┌────────

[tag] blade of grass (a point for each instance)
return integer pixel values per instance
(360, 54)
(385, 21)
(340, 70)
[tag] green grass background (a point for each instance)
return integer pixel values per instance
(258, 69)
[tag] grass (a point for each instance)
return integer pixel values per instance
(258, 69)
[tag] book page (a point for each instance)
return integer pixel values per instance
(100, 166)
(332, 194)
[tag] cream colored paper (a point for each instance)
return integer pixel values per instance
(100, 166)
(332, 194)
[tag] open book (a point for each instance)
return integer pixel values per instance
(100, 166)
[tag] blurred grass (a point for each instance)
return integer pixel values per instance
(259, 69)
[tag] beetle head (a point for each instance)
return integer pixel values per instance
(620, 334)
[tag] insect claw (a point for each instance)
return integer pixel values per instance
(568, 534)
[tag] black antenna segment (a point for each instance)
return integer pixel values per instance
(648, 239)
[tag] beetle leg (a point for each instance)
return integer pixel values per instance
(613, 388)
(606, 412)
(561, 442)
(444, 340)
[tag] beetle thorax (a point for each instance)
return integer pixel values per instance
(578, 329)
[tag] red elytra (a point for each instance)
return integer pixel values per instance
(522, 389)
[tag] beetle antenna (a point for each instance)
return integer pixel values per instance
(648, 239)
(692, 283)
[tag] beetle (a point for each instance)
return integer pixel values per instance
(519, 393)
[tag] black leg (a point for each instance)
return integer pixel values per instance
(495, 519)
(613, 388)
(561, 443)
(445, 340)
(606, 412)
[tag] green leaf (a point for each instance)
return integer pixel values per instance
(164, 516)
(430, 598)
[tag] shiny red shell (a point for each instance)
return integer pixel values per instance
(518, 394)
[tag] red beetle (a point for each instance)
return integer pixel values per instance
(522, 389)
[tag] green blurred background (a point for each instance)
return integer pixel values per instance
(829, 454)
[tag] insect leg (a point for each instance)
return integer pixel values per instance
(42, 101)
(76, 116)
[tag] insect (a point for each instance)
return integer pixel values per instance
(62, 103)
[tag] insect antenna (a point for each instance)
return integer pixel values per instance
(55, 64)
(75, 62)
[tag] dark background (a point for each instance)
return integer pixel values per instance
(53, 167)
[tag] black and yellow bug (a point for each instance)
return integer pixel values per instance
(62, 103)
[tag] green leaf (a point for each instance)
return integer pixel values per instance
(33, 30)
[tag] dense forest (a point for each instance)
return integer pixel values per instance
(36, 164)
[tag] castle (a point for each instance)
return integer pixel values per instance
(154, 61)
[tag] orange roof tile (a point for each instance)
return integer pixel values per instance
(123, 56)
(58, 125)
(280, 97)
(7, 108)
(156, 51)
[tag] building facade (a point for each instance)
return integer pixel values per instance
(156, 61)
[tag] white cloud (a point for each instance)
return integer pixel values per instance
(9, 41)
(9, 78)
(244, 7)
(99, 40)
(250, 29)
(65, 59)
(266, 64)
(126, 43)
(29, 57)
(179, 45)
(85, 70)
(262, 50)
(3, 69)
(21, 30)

└────────

Your objective ::
Please reproduce the whole listing above, substituting "ladybug" for each occurrence of "beetle" and leaving everything else as it is.

Response below ::
[tag] blade of grass (a point for each instance)
return integer pixel values per instance
(360, 54)
(385, 21)
(340, 70)
[tag] green grass background (a point for each instance)
return integer pixel values per instance
(258, 69)
[tag] grass (a point for each instance)
return integer pixel values per instance
(258, 69)
[tag] book page (a point for each instance)
return integer pixel values per instance
(100, 166)
(332, 194)
[tag] cream colored paper (a point for each instance)
return integer pixel values per instance
(100, 166)
(332, 194)
[tag] open book (a point for each instance)
return integer pixel values per instance
(100, 166)
[tag] blurred grass (a point for each instance)
return integer pixel values per instance
(259, 69)
[tag] ladybug head (a point for each instance)
return integer pixel values per instance
(620, 334)
[tag] insect claw (a point for each instance)
return integer pixel values per instance
(568, 534)
[tag] black antenna segment (a point for each instance)
return integer pixel values per instance
(648, 239)
[tag] ladybug leg (a point for each instance)
return integer pixel values per instance
(613, 388)
(606, 412)
(561, 442)
(444, 340)
[tag] ladybug thorax (a point for each instance)
return integer pixel values per instance
(578, 329)
[tag] red elytra (a point for each instance)
return integer pixel values per instance
(522, 389)
[tag] ladybug antenna (a point for each instance)
return integer pixel values per instance
(648, 239)
(692, 283)
[tag] ladybug (a point for each instance)
return integer pixel values per instance
(519, 393)
[tag] black leg (a point for each instance)
return integer pixel values per instance
(495, 519)
(613, 388)
(561, 443)
(445, 340)
(606, 412)
[tag] green leaf (a point for each instance)
return integer pixel values per instance
(164, 516)
(430, 598)
[tag] shiny red shell (a point for each instance)
return integer pixel values per instance
(518, 394)
[tag] red ladybug (a point for each instance)
return integer pixel values per instance
(522, 389)
[tag] green blurred background (a point for each instance)
return integer pixel values per instance
(829, 454)
[tag] insect leg (a point for each instance)
return integer pixel values per instance
(42, 101)
(76, 116)
[tag] insect (a point for each instance)
return integer pixel values per instance
(62, 103)
[tag] insect antenna (a point for each instance)
return integer pixel values per instance
(55, 64)
(75, 62)
[tag] dark background (a point for each instance)
return integer pixel values per instance
(53, 167)
[tag] black and yellow bug (a point for each instance)
return integer pixel values per instance
(62, 103)
[tag] green leaf (a point for each instance)
return integer pixel values per instance
(33, 30)
[tag] dense forest (a point for each instance)
return integer pixel values per instance
(36, 164)
[tag] castle (a point for each instance)
return integer pixel values per instance
(154, 61)
[tag] orange roof tile (a point for each instance)
return integer pixel values per instance
(123, 56)
(58, 125)
(280, 97)
(7, 108)
(156, 51)
[tag] building facade (a point for each instance)
return integer pixel values per instance
(156, 61)
[tag] white cloud (a point for each instance)
return integer pixel values per instance
(9, 41)
(9, 78)
(244, 7)
(99, 40)
(250, 29)
(65, 59)
(266, 64)
(126, 43)
(29, 57)
(179, 45)
(85, 70)
(262, 50)
(3, 69)
(21, 30)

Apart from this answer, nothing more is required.